Records for the exercise section start

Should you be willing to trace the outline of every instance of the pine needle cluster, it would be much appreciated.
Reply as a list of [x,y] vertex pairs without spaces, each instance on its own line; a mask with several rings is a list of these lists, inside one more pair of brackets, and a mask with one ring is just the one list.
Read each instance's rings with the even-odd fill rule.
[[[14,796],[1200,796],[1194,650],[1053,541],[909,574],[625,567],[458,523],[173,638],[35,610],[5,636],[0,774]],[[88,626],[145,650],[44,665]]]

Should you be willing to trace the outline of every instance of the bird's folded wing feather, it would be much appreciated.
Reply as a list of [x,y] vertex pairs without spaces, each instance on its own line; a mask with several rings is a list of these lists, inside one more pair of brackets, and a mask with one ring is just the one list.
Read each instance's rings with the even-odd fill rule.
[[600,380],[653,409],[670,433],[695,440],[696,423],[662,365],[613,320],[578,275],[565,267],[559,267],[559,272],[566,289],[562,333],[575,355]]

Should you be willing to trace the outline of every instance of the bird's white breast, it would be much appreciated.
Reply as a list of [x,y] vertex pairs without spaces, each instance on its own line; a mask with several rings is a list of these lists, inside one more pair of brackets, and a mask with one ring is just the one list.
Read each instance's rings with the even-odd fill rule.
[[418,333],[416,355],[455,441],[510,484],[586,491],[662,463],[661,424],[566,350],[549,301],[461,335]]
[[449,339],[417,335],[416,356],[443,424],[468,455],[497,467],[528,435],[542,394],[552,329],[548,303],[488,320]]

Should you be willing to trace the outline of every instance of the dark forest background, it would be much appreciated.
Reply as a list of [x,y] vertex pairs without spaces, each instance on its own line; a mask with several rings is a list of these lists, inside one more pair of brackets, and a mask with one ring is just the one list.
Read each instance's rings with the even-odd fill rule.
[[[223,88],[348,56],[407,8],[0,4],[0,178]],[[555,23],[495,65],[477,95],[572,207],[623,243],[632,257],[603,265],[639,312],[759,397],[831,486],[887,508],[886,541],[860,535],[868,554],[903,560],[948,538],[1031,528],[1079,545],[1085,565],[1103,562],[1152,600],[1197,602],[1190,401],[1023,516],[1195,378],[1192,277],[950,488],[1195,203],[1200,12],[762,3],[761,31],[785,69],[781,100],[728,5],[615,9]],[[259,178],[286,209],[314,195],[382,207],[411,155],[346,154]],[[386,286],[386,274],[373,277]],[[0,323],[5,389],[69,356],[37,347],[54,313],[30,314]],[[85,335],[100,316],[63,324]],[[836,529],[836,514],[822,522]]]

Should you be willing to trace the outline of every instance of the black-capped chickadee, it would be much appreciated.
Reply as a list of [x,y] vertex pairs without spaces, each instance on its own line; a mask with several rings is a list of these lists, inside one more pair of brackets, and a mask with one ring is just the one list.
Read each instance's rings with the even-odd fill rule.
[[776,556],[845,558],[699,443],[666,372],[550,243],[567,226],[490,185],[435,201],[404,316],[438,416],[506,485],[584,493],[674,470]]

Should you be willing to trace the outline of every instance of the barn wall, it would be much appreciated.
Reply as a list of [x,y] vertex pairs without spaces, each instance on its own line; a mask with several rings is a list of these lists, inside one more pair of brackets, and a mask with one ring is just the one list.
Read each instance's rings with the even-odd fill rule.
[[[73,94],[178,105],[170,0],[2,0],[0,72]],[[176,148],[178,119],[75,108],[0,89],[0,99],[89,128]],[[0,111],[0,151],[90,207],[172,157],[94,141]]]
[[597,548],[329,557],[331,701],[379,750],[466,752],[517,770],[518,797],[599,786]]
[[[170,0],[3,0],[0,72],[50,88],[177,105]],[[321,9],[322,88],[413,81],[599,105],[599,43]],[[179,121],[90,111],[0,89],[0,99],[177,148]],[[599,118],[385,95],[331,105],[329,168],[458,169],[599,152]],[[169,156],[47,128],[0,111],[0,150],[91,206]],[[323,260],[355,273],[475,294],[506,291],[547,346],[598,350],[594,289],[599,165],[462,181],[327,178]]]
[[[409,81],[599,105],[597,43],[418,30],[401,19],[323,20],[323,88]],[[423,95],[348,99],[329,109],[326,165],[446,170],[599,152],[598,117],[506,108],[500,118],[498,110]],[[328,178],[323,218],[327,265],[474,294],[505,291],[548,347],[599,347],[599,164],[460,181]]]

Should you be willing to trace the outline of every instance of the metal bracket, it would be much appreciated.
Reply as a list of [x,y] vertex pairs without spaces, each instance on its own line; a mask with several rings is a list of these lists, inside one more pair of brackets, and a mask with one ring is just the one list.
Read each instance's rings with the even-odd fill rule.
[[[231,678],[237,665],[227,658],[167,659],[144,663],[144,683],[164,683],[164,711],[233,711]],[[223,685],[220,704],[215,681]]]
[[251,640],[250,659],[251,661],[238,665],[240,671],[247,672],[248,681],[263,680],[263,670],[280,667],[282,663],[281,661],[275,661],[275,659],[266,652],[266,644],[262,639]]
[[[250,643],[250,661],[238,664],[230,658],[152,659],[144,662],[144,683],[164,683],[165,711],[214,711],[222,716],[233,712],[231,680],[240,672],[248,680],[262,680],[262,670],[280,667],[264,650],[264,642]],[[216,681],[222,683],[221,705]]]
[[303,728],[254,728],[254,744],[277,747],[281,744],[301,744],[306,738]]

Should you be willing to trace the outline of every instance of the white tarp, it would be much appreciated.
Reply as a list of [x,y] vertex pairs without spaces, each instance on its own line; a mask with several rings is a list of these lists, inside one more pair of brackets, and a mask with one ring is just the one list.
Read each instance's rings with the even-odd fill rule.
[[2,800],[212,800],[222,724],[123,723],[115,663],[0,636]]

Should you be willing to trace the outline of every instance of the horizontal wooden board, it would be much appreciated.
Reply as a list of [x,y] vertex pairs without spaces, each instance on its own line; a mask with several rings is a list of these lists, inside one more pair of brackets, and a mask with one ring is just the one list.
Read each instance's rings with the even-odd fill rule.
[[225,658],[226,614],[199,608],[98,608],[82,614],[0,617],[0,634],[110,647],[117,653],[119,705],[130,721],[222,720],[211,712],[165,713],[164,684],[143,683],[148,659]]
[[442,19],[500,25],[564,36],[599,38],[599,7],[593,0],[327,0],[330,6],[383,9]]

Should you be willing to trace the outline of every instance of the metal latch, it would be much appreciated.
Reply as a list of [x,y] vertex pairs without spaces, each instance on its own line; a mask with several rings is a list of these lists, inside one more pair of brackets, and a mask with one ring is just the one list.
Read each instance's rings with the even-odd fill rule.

Records for the exercise section end

Go through the records above and repeat each one exactly.

Exercise output
Should you be willing to trace the outline of every instance of the pine needle cluster, it would be much appreciated.
Reply as a list of [x,y] vertex pairs without spaces, each instance on its own line; a mask with several rings is a list of these lists, inside one more pair of brackets, and a mask with one ring is just the one list.
Read each instance's rings with the even-odd fill rule.
[[[14,796],[1200,796],[1194,650],[1053,541],[909,574],[625,567],[458,523],[173,638],[35,610],[5,636],[0,774]],[[88,626],[145,650],[44,665]]]

Should you be willing to trace the outline of every instance of the bird's folded wing feather, it would be much appreciated.
Reply as a list of [x,y] vertex pairs without spaces, each instance on its own line; a mask with several rings is a list of these lists, inside one more pair of brackets, and a mask with one ring is just the one list.
Read each instance's rings with the even-odd fill rule.
[[600,380],[653,409],[670,433],[695,440],[696,423],[662,365],[613,320],[578,275],[565,267],[559,267],[559,272],[566,289],[562,333],[575,355]]

Should you be willing to trace the outline of every instance of the bird's white breast, it would be much appreciated.
Reply as a list of [x,y] vertex pairs without spaces, each instance on its own line; a mask with several rings is a list of these lists, inside one more pair of brackets, and a mask with one ring is just the one list.
Read each instance's rings with the even-odd fill rule.
[[418,333],[416,355],[455,441],[510,484],[586,491],[662,463],[661,424],[566,350],[549,301],[461,335]]
[[449,339],[417,335],[416,356],[443,424],[468,455],[497,467],[528,435],[542,394],[552,329],[548,303],[488,320]]

Should you be willing to trace the outline of every instance of the dark forest background, it would be much appreciated.
Reply as a list of [x,y] vertex pairs without spaces, each instance on its own line; a mask with several rings is a list of these lists, inside one more pair of brackets, and a mask with one ring is just the one list.
Read each instance's rings with the even-odd fill rule.
[[[223,88],[348,56],[407,8],[0,4],[0,178]],[[555,23],[495,65],[477,95],[572,207],[623,243],[632,257],[603,265],[639,312],[759,397],[831,486],[887,508],[886,541],[860,535],[868,554],[903,560],[948,538],[1031,528],[1079,545],[1085,565],[1103,562],[1152,600],[1197,602],[1190,401],[1023,516],[1195,378],[1192,277],[950,488],[1195,203],[1200,12],[762,3],[761,31],[785,69],[781,100],[728,5],[615,9]],[[259,178],[286,209],[314,195],[382,207],[411,155],[346,154]],[[386,286],[386,274],[373,277]],[[0,323],[5,389],[69,356],[37,347],[54,313],[30,314]],[[85,335],[100,316],[63,324]],[[836,529],[836,514],[822,522]]]

Should you be willing to trace the outline of every instance of the black-capped chickadee, it would be much appreciated.
Reply as a list of [x,y] vertex pairs without spaces, each instance on its own line; a mask with several rings is a list of these lists, inside one more pair of brackets, and a mask with one ring is just the one list.
Read each instance's rings with the even-odd fill rule.
[[776,556],[845,558],[699,443],[666,372],[550,243],[567,226],[490,185],[435,201],[404,316],[438,416],[506,485],[584,493],[674,470]]

Should you be willing to trace the outline of every instance of the barn wall, it would be much appreciated.
Reply as a list of [x,y] vertex pairs without spaces, each instance on its own line; a mask with several rings is a list of these lists, inside one more pair of brackets, and a mask with one ring is just the one list.
Read each instance's rings with the even-odd fill rule.
[[[73,94],[178,105],[170,0],[2,0],[0,72]],[[176,148],[178,119],[75,108],[0,89],[0,99],[89,128]],[[0,111],[0,151],[90,207],[172,157],[94,141]]]
[[597,548],[329,557],[331,701],[379,750],[466,752],[517,770],[518,797],[599,786]]
[[[170,0],[3,0],[0,72],[50,88],[177,105]],[[321,9],[322,88],[413,81],[599,105],[599,43]],[[179,121],[90,111],[0,89],[0,99],[177,148]],[[599,118],[385,95],[331,105],[329,168],[458,169],[599,152]],[[169,156],[47,128],[0,111],[0,150],[91,206]],[[323,260],[355,273],[475,294],[506,291],[547,346],[598,350],[594,289],[599,165],[462,181],[327,178]]]
[[[409,81],[599,105],[597,43],[418,30],[401,19],[323,20],[323,88]],[[423,95],[348,99],[329,109],[326,165],[446,170],[599,152],[598,117],[506,108],[500,118],[498,110]],[[328,178],[323,218],[327,265],[474,294],[505,291],[548,347],[599,347],[599,164],[460,181]]]

Should you be willing to trace the outline of every instance of the metal bracket, it would be much appreciated.
Reply as a list of [x,y] vertex pairs without spaces, each instance on its own line; a mask with several rings is a list of these lists, inside one more pair of brackets, and a mask with one ring is just the one list.
Read each instance's rings with the even-odd fill rule.
[[[231,678],[237,665],[227,658],[167,659],[144,663],[144,683],[164,683],[164,711],[233,711]],[[223,685],[220,704],[215,681]]]
[[251,640],[250,659],[251,661],[238,665],[240,671],[247,672],[248,681],[263,680],[263,670],[280,667],[282,663],[281,661],[275,661],[275,659],[266,652],[266,644],[262,639]]
[[[250,643],[250,661],[238,664],[230,658],[152,659],[144,662],[144,683],[164,683],[165,711],[214,711],[222,716],[233,712],[231,680],[240,672],[248,680],[262,680],[262,670],[280,667],[264,650],[264,642]],[[216,681],[222,683],[221,705]]]
[[303,728],[254,728],[254,744],[277,747],[281,744],[301,744],[306,738]]

Should you be willing to trace the outline of every instance of the white tarp, it would be much appreciated.
Reply as a list of [x,y] vertex pairs without spaces, each instance on its own line; a mask with several rings is a list of these lists, inside one more pair of brackets, and a mask with one ring is just the one list.
Read each instance's rings with the even-odd fill rule.
[[2,800],[212,800],[222,724],[123,723],[115,663],[0,636]]

Should you be willing to trace the outline of every instance of the horizontal wooden board, it would be much appreciated.
Reply as a list of [x,y] vertex pairs without spaces, each instance on its own line; a mask with several rings is a list of these lists, inside one more pair of brackets, and a mask with one ring is just the one list.
Read each instance's rings with the even-odd fill rule.
[[225,658],[226,614],[199,608],[98,608],[82,614],[0,617],[0,634],[110,647],[117,653],[119,705],[130,721],[222,720],[211,712],[165,713],[164,684],[143,683],[148,659]]
[[442,19],[500,25],[564,36],[599,38],[599,7],[593,0],[327,0],[330,6],[383,9]]

Should you be willing to trace the outline of every instance of the metal latch, it would be much appreciated.
Reply as a list of [x,y] vertex pairs without spaces, each instance on its own line; a mask with several rings is a list of these lists, inside one more pair of brackets, and a mask with one ring is just the one list.
Read each instance's rings with the even-odd fill rule.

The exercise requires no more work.